═════ PASSAGE TO READ
Your model reads that as an instruction. So I skim the descriptions for anything that smells like it's steering the agent toward sensitive paths or "always do X first" behavior that has nothing to do with the tool's job. If the description is bossing my agent around, that's the tell.
4. Who ships it, and can I see the code?
Fast signals, in order:
- Source is public and I can skim it → I skim the entry point. Specifically: what does it do with the env vars, and does it make outbound calls I didn't expect?
- Maintainer has a track record (real repo, issues, other projects) → some trust.
- Closed-source binary that wants broad permissions → hard pass for me. I'm not running an opaque executable with my AWS keys in its environment.
I don't audit line-by-line. I grep the source for fetch, http, exec, child_process, os.environ, fs.read — the five things that tell me whether it talks to the network, runs shell, or reads my secrets. Five greps, five minutes, most of the answer.
5. Give it the least privilege that still works
The last step is to not grant the convenient thing. If a server can be pointed at a single directory instead of $HOME, point it at the directory. If it works read-only, don't enable the write tools. If my client supports per-tool allow/deny, I deny the execute-y ones until I actually need them. Default-allow is how you end up surprised; default-deny is boring and safe.
The checklist, condensed
1. Blast radius — read / write / exec / network? (exec + network = high alert)
2. Secrets — what env vars, and where do they travel? pin the version, never @latest
3. Descriptions — read them as injected instructions to YOUR agent
4. Provenance — public source? skim it. grep: fetch/http/exec/child_process/environ
5. Least privilege— scope the path, disable unused tools, default-deny
None of this is paranoia — it's the same hygiene you'd give any dependency that runs with your credentials, which is exactly what an MCP server is. The ecosystem is moving fast and most servers are fine. But "most are fine" is not a security model, and the cost of the checklist is five minutes against a downside of everything your agent can reach. I build these things for a living, and I still run the list every time. You should too.
══════════
═════ PROVIDED RECORDS
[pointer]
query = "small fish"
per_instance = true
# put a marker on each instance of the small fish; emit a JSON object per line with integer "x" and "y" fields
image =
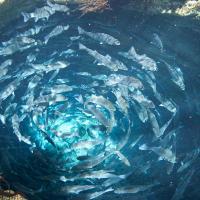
{"x": 136, "y": 141}
{"x": 177, "y": 75}
{"x": 123, "y": 158}
{"x": 85, "y": 144}
{"x": 55, "y": 32}
{"x": 2, "y": 119}
{"x": 154, "y": 123}
{"x": 116, "y": 179}
{"x": 97, "y": 194}
{"x": 133, "y": 189}
{"x": 182, "y": 185}
{"x": 157, "y": 42}
{"x": 146, "y": 62}
{"x": 75, "y": 189}
{"x": 163, "y": 153}
{"x": 107, "y": 61}
{"x": 103, "y": 38}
══════════
◆ EXERCISE INSTRUCTIONS
[a] From the passage on vetting MCP servers, extract everything from "Your model reads" down to "I didn't expect?", word for word.
[b] Copy every line of the records verbatim, leaving the pictures out.
The passage on vetting MCP servers and the records are separate, unrelated material.

◆ SOLUTION SET
[a]
Your model reads that as an instruction. So I skim the descriptions for anything that smells like it's steering the agent toward sensitive paths or "always do X first" behavior that has nothing to do with the tool's job. If the description is bossing my agent around, that's the tell.
4. Who ships it, and can I see the code?
Fast signals, in order:
- Source is public and I can skim it → I skim the entry point. Specifically: what does it do with the env vars, and does it make outbound calls I didn't expect?

[b]
[pointer]
query = "small fish"
per_instance = true
# put a marker on each instance of the small fish; emit a JSON object per line with integer "x" and "y" fields
image =
{"x": 136, "y": 141}
{"x": 177, "y": 75}
{"x": 123, "y": 158}
{"x": 85, "y": 144}
{"x": 55, "y": 32}
{"x": 2, "y": 119}
{"x": 154, "y": 123}
{"x": 116, "y": 179}
{"x": 97, "y": 194}
{"x": 133, "y": 189}
{"x": 182, "y": 185}
{"x": 157, "y": 42}
{"x": 146, "y": 62}
{"x": 75, "y": 189}
{"x": 163, "y": 153}
{"x": 107, "y": 61}
{"x": 103, "y": 38}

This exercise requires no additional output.